What you are asked to do →
Write out the following listing's lines from the one with "Target: green foliage" to the one with "Habitat-count request: mark the black cargo", exactly, with both included and no others.

Entries provided →
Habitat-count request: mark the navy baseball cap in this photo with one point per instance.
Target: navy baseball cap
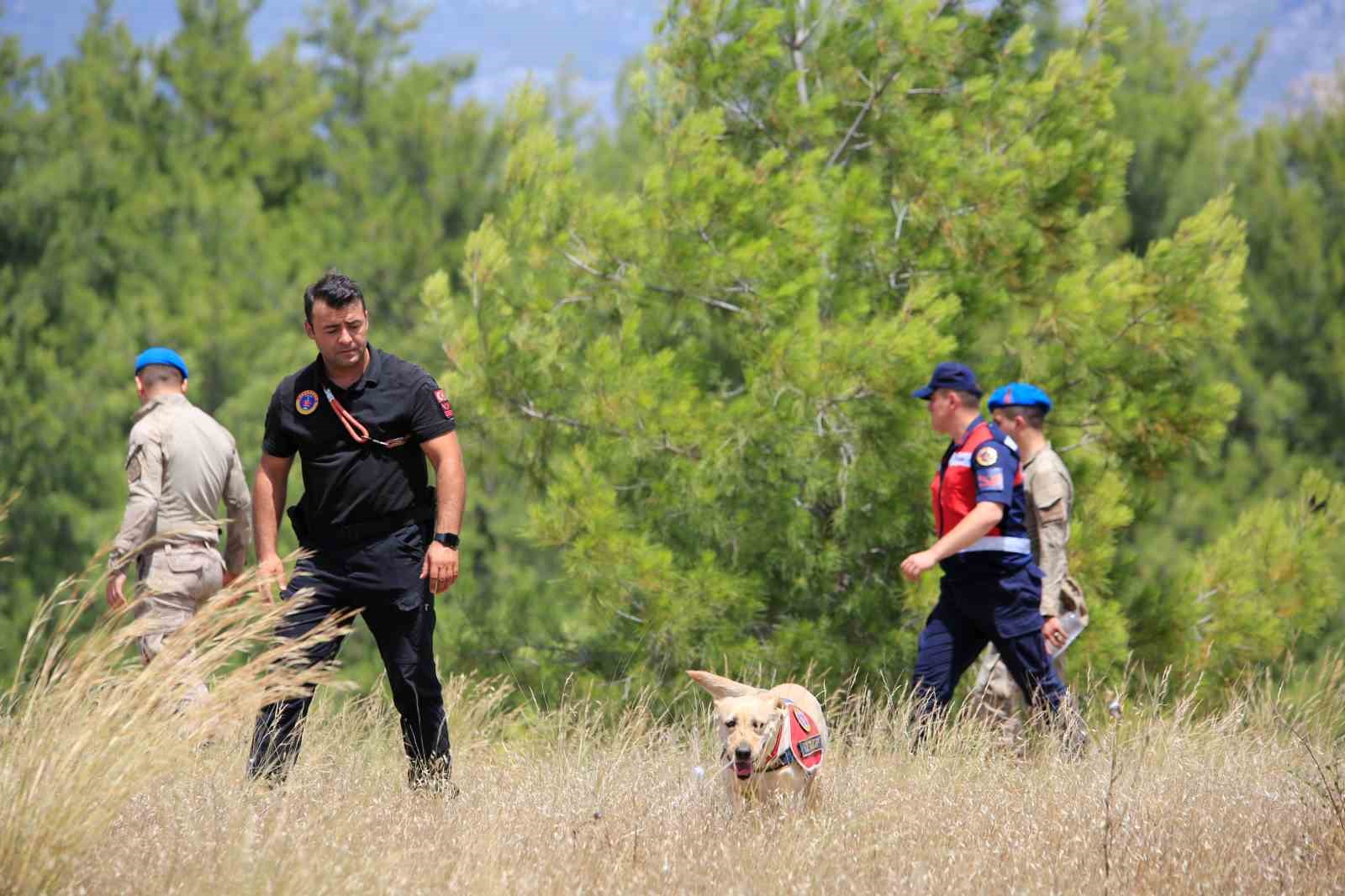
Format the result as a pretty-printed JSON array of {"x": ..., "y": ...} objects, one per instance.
[
  {"x": 161, "y": 356},
  {"x": 1020, "y": 394},
  {"x": 950, "y": 374}
]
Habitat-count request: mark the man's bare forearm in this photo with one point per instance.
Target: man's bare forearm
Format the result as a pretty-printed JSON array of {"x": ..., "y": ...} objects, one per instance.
[
  {"x": 450, "y": 493},
  {"x": 984, "y": 517},
  {"x": 268, "y": 503}
]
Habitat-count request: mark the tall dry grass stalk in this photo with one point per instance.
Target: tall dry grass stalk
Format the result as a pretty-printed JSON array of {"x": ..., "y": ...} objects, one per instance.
[{"x": 105, "y": 791}]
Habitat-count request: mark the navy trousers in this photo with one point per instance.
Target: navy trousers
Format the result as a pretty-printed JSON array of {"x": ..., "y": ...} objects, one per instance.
[
  {"x": 1004, "y": 609},
  {"x": 381, "y": 580}
]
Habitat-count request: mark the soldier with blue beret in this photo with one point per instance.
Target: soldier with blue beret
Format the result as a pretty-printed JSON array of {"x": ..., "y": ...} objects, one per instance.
[
  {"x": 990, "y": 591},
  {"x": 181, "y": 465},
  {"x": 1020, "y": 409}
]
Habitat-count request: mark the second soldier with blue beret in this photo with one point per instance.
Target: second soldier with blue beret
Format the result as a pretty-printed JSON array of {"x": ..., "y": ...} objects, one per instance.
[
  {"x": 1020, "y": 409},
  {"x": 990, "y": 591}
]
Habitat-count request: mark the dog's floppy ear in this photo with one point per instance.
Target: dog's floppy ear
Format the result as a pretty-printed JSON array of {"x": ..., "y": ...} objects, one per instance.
[{"x": 721, "y": 687}]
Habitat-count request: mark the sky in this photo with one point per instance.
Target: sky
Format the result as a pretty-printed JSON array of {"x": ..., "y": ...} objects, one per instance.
[{"x": 513, "y": 40}]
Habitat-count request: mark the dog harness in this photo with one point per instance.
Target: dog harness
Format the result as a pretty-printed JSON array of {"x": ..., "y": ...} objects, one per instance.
[{"x": 804, "y": 746}]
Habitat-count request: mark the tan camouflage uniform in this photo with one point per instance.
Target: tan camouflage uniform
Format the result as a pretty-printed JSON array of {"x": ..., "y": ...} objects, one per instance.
[
  {"x": 181, "y": 463},
  {"x": 1051, "y": 498}
]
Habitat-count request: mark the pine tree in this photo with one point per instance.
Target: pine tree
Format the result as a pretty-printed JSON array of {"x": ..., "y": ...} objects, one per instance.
[{"x": 708, "y": 377}]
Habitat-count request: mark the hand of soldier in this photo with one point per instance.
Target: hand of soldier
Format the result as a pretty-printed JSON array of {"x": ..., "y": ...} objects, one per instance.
[
  {"x": 116, "y": 591},
  {"x": 271, "y": 576},
  {"x": 440, "y": 567},
  {"x": 1053, "y": 633},
  {"x": 918, "y": 564}
]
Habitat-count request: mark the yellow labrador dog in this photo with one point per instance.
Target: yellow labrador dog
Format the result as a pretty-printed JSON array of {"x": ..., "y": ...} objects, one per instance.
[{"x": 773, "y": 741}]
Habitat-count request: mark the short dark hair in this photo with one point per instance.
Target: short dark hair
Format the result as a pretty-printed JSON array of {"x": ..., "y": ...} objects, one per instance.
[
  {"x": 156, "y": 374},
  {"x": 334, "y": 288},
  {"x": 1033, "y": 414}
]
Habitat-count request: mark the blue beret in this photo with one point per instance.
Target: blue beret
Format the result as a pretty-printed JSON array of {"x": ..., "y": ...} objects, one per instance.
[
  {"x": 1020, "y": 394},
  {"x": 950, "y": 374},
  {"x": 161, "y": 356}
]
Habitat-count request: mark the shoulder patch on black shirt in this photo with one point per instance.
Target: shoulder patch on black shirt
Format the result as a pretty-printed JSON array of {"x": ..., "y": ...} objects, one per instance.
[{"x": 443, "y": 403}]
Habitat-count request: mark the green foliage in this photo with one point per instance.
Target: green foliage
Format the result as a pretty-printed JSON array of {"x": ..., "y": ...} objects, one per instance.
[
  {"x": 708, "y": 374},
  {"x": 185, "y": 194}
]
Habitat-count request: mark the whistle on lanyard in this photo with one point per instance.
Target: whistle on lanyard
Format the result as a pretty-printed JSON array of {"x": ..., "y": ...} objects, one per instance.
[{"x": 356, "y": 430}]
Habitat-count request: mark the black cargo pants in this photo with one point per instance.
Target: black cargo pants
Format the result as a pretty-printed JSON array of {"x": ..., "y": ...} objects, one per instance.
[{"x": 381, "y": 580}]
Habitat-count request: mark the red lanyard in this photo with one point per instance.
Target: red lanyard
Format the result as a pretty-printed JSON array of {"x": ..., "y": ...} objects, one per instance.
[{"x": 356, "y": 430}]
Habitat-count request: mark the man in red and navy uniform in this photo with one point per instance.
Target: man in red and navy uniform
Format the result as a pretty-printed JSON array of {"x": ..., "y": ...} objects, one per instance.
[{"x": 990, "y": 588}]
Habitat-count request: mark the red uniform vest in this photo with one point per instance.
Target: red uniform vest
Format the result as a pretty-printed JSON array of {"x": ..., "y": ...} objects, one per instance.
[{"x": 954, "y": 488}]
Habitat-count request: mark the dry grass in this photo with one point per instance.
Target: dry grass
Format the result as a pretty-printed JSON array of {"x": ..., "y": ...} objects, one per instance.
[{"x": 105, "y": 791}]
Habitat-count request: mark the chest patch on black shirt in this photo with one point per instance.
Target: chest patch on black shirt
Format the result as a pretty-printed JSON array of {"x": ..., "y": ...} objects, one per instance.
[{"x": 443, "y": 403}]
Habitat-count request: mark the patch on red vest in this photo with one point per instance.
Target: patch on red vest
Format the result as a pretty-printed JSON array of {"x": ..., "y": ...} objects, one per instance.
[{"x": 804, "y": 737}]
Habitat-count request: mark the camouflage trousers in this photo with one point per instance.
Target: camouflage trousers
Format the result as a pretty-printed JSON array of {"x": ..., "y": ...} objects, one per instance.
[
  {"x": 997, "y": 697},
  {"x": 174, "y": 582},
  {"x": 997, "y": 700}
]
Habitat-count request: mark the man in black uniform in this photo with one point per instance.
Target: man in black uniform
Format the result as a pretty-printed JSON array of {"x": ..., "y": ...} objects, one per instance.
[{"x": 383, "y": 542}]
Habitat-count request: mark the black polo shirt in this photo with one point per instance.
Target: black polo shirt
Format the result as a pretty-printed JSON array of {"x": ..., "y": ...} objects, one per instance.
[{"x": 346, "y": 482}]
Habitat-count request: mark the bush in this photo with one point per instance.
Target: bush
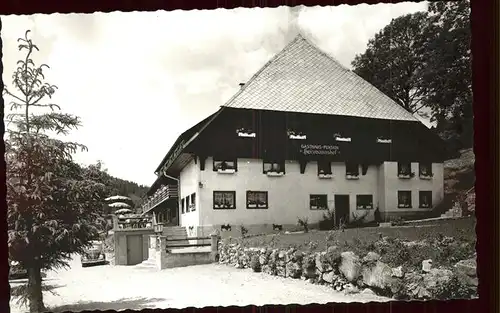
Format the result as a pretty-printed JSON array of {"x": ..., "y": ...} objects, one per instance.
[
  {"x": 455, "y": 289},
  {"x": 328, "y": 221},
  {"x": 243, "y": 231},
  {"x": 255, "y": 263},
  {"x": 303, "y": 222},
  {"x": 398, "y": 221}
]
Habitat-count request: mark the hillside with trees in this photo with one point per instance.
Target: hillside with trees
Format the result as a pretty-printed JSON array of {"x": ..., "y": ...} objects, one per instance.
[
  {"x": 423, "y": 62},
  {"x": 122, "y": 187}
]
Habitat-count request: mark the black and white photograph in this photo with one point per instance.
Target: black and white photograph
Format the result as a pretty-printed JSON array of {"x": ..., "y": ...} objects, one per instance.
[{"x": 235, "y": 157}]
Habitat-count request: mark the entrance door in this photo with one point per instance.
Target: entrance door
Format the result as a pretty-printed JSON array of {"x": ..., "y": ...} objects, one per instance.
[
  {"x": 134, "y": 249},
  {"x": 341, "y": 209}
]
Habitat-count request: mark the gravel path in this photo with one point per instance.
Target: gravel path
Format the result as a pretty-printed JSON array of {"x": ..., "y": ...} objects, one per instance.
[{"x": 130, "y": 287}]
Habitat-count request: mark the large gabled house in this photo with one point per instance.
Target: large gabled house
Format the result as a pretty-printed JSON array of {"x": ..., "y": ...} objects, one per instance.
[{"x": 302, "y": 136}]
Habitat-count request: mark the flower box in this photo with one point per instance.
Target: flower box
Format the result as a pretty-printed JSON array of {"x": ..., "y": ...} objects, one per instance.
[
  {"x": 352, "y": 177},
  {"x": 382, "y": 140},
  {"x": 297, "y": 137},
  {"x": 275, "y": 174},
  {"x": 243, "y": 134},
  {"x": 426, "y": 176},
  {"x": 343, "y": 139},
  {"x": 226, "y": 171},
  {"x": 406, "y": 176}
]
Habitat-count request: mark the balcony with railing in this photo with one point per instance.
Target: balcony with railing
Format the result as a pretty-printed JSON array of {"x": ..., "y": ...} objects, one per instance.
[{"x": 163, "y": 193}]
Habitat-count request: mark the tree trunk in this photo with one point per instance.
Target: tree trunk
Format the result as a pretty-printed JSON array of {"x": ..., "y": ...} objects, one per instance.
[{"x": 35, "y": 290}]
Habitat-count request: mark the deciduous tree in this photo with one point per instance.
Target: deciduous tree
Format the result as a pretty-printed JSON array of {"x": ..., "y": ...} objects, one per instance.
[
  {"x": 53, "y": 203},
  {"x": 394, "y": 60}
]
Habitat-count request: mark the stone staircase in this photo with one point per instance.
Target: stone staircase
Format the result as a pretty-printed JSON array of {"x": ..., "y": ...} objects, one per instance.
[
  {"x": 149, "y": 264},
  {"x": 456, "y": 210},
  {"x": 176, "y": 232}
]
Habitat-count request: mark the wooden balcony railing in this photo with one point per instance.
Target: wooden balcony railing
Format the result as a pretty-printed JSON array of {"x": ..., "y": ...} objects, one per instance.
[{"x": 162, "y": 194}]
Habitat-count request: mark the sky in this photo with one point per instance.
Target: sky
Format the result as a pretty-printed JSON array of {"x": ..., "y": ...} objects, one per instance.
[{"x": 138, "y": 80}]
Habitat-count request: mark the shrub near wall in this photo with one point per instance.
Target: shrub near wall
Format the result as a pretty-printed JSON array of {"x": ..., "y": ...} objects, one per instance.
[{"x": 349, "y": 271}]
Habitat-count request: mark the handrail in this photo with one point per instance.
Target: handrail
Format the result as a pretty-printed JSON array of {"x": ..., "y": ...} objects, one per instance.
[
  {"x": 162, "y": 194},
  {"x": 189, "y": 238}
]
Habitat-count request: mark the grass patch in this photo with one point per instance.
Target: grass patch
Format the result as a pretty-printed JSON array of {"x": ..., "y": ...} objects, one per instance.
[{"x": 394, "y": 250}]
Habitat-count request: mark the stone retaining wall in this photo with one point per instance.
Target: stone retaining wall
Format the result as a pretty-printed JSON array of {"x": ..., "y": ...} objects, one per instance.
[{"x": 345, "y": 271}]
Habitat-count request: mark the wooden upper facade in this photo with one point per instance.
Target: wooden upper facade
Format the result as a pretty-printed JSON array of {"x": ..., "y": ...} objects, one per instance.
[{"x": 303, "y": 105}]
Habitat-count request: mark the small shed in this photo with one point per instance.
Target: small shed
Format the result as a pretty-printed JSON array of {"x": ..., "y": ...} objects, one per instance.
[{"x": 131, "y": 244}]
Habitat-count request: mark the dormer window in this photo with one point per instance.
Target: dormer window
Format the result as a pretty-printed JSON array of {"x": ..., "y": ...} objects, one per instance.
[
  {"x": 245, "y": 132},
  {"x": 404, "y": 199},
  {"x": 339, "y": 137},
  {"x": 325, "y": 169},
  {"x": 225, "y": 166},
  {"x": 384, "y": 140},
  {"x": 296, "y": 135},
  {"x": 274, "y": 168},
  {"x": 404, "y": 170},
  {"x": 425, "y": 170},
  {"x": 425, "y": 199},
  {"x": 352, "y": 170}
]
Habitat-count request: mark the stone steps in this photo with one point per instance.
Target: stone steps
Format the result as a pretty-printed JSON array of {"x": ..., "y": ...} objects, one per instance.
[{"x": 147, "y": 264}]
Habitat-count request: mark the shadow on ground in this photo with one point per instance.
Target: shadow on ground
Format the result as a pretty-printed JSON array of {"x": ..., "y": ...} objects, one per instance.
[{"x": 122, "y": 304}]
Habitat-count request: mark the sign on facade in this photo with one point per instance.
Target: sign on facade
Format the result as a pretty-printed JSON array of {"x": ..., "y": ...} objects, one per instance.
[{"x": 308, "y": 149}]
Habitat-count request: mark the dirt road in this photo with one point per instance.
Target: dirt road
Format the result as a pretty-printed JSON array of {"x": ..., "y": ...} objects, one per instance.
[{"x": 131, "y": 287}]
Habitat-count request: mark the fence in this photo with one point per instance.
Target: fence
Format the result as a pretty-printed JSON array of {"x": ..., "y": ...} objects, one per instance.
[
  {"x": 181, "y": 243},
  {"x": 168, "y": 252}
]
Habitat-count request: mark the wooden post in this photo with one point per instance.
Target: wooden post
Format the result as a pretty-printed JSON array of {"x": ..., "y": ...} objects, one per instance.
[
  {"x": 115, "y": 221},
  {"x": 214, "y": 253}
]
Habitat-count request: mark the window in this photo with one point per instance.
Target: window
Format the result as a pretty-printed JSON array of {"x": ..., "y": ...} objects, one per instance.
[
  {"x": 257, "y": 200},
  {"x": 425, "y": 199},
  {"x": 297, "y": 135},
  {"x": 276, "y": 167},
  {"x": 318, "y": 202},
  {"x": 404, "y": 170},
  {"x": 364, "y": 202},
  {"x": 193, "y": 202},
  {"x": 224, "y": 200},
  {"x": 384, "y": 140},
  {"x": 187, "y": 204},
  {"x": 352, "y": 170},
  {"x": 341, "y": 138},
  {"x": 404, "y": 199},
  {"x": 224, "y": 166},
  {"x": 324, "y": 168},
  {"x": 245, "y": 132},
  {"x": 425, "y": 170}
]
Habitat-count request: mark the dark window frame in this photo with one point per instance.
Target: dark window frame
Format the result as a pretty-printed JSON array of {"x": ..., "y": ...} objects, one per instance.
[
  {"x": 348, "y": 169},
  {"x": 233, "y": 193},
  {"x": 402, "y": 205},
  {"x": 401, "y": 172},
  {"x": 216, "y": 168},
  {"x": 193, "y": 201},
  {"x": 421, "y": 166},
  {"x": 322, "y": 202},
  {"x": 281, "y": 163},
  {"x": 421, "y": 195},
  {"x": 257, "y": 205},
  {"x": 322, "y": 164},
  {"x": 187, "y": 204},
  {"x": 364, "y": 205}
]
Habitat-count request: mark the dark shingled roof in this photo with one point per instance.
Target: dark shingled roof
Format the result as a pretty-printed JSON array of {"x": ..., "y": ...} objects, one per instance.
[{"x": 302, "y": 78}]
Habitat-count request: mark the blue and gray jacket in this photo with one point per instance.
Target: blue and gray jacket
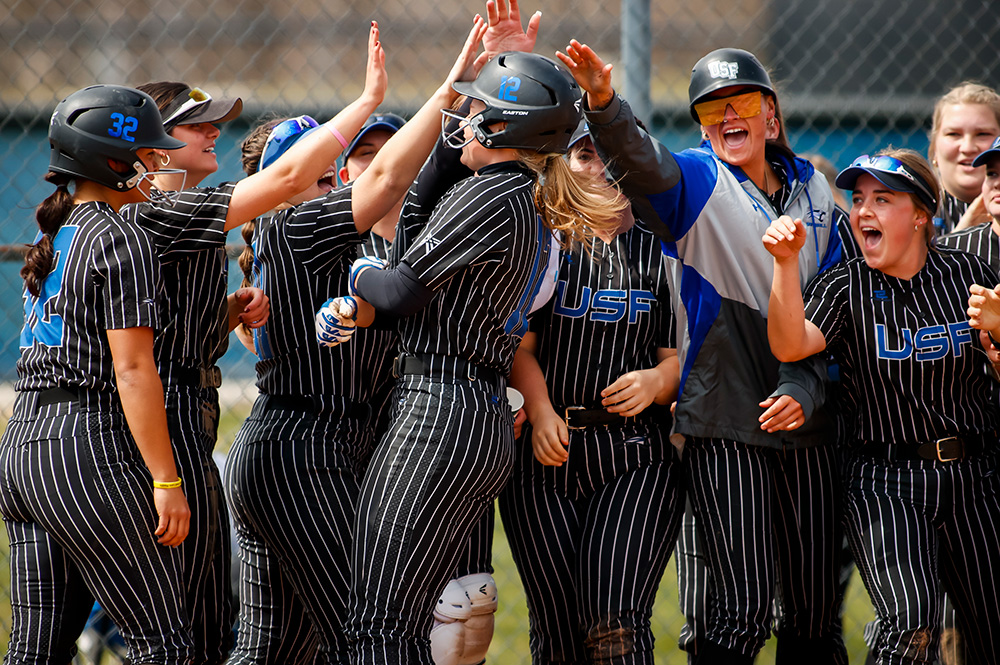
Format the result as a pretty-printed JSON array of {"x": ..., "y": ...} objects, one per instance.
[{"x": 710, "y": 218}]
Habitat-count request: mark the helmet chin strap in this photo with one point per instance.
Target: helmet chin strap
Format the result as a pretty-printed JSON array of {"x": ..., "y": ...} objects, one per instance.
[{"x": 155, "y": 194}]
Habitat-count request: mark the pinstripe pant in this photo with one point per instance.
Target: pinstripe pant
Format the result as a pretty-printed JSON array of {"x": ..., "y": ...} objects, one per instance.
[
  {"x": 193, "y": 419},
  {"x": 591, "y": 539},
  {"x": 77, "y": 500},
  {"x": 293, "y": 480},
  {"x": 443, "y": 461},
  {"x": 917, "y": 528},
  {"x": 693, "y": 582},
  {"x": 770, "y": 515}
]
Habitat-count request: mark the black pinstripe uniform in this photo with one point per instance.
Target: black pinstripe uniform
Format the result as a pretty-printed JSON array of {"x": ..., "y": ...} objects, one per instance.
[
  {"x": 449, "y": 448},
  {"x": 591, "y": 538},
  {"x": 296, "y": 465},
  {"x": 980, "y": 240},
  {"x": 75, "y": 493},
  {"x": 190, "y": 240},
  {"x": 913, "y": 373}
]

Solution →
Target: green foliage
Format the result as a pretty-printed JSON array of {"x": ..., "y": ...} objects, one per instance.
[
  {"x": 708, "y": 374},
  {"x": 185, "y": 194}
]
Habitat-count request: mark the whistle on lanyard in this photo with one point per instance.
Target: whistle on lanyard
Format the result as a pretty-printed JSON array of {"x": ..., "y": ...} objects, one per instance.
[{"x": 356, "y": 430}]
Habitat-count request: mark the black cargo pants in this photo with one point per instance.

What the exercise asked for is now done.